Requirement:
Nothing but a number is needed here; count the lines of the listing that include "pole".

Given records:
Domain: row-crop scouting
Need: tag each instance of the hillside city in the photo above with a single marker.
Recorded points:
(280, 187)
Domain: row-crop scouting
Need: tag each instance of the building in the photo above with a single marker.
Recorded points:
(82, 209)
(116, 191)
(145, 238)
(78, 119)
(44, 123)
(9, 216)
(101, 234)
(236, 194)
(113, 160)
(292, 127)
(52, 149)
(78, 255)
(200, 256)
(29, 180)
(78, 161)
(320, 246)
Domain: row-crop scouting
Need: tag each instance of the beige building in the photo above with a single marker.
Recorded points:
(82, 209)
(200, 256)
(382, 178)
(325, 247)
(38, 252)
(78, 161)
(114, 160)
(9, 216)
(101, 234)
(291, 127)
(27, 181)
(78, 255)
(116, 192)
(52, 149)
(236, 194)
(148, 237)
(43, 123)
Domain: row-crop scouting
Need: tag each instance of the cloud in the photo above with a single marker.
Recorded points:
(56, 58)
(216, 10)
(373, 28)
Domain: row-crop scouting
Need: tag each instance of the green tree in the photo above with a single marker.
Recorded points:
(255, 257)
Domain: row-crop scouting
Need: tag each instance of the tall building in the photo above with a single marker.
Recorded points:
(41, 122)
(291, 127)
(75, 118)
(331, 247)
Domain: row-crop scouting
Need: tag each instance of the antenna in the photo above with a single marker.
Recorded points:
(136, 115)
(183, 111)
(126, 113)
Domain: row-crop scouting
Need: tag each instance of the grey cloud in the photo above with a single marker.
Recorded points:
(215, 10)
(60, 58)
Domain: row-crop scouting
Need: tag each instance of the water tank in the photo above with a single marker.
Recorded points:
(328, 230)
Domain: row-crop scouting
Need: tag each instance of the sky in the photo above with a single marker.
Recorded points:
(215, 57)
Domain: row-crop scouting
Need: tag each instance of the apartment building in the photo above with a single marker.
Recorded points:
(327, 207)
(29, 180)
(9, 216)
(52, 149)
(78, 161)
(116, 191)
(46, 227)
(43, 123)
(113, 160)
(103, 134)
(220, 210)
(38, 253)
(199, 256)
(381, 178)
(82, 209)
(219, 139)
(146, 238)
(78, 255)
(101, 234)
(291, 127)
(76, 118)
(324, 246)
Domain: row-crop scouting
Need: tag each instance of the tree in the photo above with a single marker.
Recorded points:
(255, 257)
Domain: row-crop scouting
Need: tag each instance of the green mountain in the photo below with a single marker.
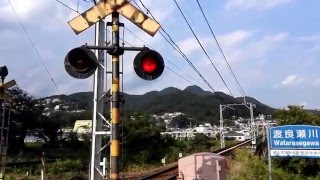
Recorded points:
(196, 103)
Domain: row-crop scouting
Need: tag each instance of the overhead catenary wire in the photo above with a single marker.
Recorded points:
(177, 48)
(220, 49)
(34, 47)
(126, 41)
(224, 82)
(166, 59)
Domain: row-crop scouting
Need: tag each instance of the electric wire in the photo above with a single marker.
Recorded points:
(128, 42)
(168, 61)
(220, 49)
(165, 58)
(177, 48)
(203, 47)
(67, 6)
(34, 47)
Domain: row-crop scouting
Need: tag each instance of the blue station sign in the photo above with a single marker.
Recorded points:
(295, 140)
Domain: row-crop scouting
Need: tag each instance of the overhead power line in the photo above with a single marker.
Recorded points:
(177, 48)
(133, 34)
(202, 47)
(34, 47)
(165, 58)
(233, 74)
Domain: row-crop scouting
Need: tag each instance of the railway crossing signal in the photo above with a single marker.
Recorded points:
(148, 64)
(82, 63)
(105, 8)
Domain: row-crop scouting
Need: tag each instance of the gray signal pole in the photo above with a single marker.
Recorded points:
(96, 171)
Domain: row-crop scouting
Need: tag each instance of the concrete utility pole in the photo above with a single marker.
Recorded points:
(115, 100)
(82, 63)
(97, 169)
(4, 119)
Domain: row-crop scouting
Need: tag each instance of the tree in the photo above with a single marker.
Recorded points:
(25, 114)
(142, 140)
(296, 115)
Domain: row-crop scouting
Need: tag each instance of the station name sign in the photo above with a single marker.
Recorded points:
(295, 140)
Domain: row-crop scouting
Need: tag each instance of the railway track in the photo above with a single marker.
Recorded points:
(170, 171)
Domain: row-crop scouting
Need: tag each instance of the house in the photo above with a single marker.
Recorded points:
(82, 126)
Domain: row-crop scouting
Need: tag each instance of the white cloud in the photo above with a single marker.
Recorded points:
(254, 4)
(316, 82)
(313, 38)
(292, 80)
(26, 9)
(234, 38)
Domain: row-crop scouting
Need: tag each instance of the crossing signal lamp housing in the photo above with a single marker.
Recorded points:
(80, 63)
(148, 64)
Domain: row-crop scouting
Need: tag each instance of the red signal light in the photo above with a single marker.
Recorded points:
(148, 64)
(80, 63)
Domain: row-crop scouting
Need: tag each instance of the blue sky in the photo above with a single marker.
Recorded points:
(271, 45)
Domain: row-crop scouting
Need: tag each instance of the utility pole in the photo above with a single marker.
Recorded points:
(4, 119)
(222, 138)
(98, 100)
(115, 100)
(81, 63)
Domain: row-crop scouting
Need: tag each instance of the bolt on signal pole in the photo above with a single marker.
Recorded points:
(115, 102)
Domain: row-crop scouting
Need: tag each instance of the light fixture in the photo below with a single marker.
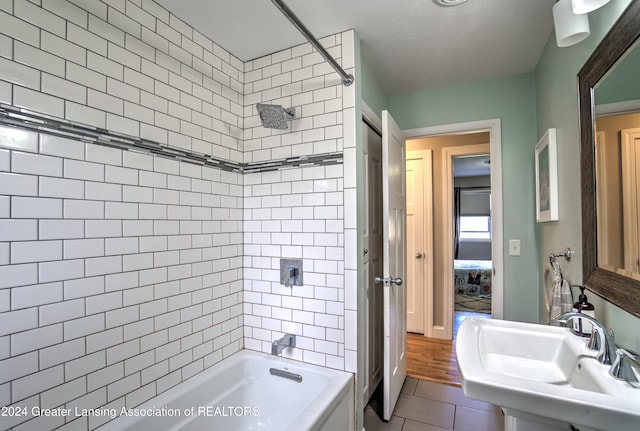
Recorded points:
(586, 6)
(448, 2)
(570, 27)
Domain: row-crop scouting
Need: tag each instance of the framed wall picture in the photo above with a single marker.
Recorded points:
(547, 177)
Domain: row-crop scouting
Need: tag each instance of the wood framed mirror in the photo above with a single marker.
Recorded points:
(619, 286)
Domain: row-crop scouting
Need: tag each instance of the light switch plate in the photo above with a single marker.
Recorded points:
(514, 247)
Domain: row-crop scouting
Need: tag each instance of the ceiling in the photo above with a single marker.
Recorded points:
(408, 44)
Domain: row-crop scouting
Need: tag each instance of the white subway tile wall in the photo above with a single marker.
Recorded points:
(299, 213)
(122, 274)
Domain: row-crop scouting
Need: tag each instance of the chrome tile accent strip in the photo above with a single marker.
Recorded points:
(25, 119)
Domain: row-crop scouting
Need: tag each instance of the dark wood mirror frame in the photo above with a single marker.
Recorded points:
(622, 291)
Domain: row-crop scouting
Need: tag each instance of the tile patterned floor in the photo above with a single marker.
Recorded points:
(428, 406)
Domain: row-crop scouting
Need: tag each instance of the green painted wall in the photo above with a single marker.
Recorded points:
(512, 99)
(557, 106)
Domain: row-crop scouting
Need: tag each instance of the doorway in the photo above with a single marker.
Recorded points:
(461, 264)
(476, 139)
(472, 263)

--

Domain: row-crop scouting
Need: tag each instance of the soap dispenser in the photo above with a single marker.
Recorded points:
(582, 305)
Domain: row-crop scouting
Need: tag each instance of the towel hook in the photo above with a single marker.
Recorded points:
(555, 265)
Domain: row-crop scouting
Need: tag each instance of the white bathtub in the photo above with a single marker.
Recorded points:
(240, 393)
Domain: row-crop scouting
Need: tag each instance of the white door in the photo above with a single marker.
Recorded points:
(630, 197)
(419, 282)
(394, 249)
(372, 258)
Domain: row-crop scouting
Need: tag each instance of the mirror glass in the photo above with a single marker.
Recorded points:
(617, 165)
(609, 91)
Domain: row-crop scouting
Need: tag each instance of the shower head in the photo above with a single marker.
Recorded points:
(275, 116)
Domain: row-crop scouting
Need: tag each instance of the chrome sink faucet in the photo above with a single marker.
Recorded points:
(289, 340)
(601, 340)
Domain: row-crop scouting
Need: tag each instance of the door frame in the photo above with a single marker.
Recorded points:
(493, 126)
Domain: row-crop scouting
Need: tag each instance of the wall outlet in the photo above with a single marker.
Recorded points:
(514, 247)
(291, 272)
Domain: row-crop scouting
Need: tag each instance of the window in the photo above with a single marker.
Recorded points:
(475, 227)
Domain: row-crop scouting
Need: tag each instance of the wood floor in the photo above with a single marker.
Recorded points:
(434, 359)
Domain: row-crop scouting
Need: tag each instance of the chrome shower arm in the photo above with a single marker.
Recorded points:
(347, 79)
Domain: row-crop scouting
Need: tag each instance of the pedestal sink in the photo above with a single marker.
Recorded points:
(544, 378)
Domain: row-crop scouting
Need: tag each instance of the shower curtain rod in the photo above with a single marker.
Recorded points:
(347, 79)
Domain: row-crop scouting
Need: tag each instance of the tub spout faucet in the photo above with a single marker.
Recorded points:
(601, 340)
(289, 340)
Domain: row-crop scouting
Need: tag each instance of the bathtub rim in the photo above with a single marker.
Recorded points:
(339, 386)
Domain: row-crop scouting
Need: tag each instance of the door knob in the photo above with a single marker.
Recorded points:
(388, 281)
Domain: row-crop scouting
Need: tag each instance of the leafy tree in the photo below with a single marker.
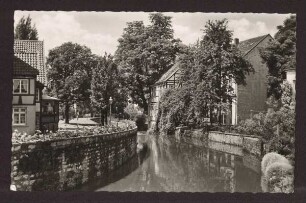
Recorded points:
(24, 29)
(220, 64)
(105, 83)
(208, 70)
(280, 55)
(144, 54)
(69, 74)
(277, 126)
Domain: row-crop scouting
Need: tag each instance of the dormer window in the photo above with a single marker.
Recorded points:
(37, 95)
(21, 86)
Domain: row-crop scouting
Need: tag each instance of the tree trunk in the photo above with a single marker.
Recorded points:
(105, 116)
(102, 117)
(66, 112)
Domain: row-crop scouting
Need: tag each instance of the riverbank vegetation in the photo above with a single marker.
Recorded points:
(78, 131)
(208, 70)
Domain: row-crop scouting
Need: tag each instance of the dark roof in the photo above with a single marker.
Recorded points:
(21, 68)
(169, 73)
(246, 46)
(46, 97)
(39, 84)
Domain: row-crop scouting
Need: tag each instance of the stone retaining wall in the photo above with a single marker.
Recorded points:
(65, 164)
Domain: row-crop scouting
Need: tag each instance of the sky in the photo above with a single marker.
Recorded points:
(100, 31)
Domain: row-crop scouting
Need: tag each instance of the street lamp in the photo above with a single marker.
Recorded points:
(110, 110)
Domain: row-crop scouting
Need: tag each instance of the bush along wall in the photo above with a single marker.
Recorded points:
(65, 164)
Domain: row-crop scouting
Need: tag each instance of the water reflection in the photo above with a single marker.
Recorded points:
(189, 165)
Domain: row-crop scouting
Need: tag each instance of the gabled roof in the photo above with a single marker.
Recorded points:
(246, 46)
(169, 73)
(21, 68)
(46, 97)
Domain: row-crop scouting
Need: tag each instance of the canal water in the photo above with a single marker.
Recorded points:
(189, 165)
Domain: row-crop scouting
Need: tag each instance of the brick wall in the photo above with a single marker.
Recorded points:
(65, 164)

==

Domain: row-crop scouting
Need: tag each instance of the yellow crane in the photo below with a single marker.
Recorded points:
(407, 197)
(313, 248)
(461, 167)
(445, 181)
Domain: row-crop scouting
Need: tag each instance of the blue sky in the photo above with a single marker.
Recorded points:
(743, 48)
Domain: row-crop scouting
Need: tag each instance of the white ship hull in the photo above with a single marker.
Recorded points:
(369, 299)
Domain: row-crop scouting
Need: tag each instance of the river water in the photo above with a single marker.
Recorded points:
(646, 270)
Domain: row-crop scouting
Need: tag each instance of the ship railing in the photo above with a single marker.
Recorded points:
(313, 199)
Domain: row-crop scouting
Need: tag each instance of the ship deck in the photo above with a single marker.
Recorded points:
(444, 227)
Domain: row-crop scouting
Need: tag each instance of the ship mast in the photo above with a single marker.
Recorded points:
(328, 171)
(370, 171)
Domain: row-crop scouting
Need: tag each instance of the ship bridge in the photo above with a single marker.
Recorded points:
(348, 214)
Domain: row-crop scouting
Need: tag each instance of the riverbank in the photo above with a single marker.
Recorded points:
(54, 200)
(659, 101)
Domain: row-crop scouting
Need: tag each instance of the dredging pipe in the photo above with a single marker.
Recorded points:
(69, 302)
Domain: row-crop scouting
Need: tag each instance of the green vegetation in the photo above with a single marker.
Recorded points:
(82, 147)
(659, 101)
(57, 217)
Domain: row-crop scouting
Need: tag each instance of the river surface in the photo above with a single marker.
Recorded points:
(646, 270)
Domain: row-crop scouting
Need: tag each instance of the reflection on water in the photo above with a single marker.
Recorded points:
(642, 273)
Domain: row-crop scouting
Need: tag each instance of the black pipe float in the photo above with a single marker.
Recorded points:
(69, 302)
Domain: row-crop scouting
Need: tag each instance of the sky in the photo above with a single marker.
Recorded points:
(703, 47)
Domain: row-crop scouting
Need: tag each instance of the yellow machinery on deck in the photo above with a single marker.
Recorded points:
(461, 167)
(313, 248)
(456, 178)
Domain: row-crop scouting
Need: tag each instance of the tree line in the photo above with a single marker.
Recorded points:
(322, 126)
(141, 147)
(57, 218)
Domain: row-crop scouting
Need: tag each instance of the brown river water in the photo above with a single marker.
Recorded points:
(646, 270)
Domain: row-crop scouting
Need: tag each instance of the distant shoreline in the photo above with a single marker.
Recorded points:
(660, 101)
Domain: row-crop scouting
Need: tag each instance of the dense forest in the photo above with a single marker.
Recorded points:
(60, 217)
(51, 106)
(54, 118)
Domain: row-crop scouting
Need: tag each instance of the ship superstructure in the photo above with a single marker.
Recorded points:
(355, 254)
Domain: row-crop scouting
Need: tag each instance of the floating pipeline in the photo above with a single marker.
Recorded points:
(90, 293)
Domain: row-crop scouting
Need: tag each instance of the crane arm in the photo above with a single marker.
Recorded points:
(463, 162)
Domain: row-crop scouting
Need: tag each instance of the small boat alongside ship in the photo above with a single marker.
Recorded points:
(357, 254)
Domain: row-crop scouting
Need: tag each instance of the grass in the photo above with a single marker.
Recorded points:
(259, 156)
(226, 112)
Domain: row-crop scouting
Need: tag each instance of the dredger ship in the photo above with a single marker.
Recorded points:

Task answer:
4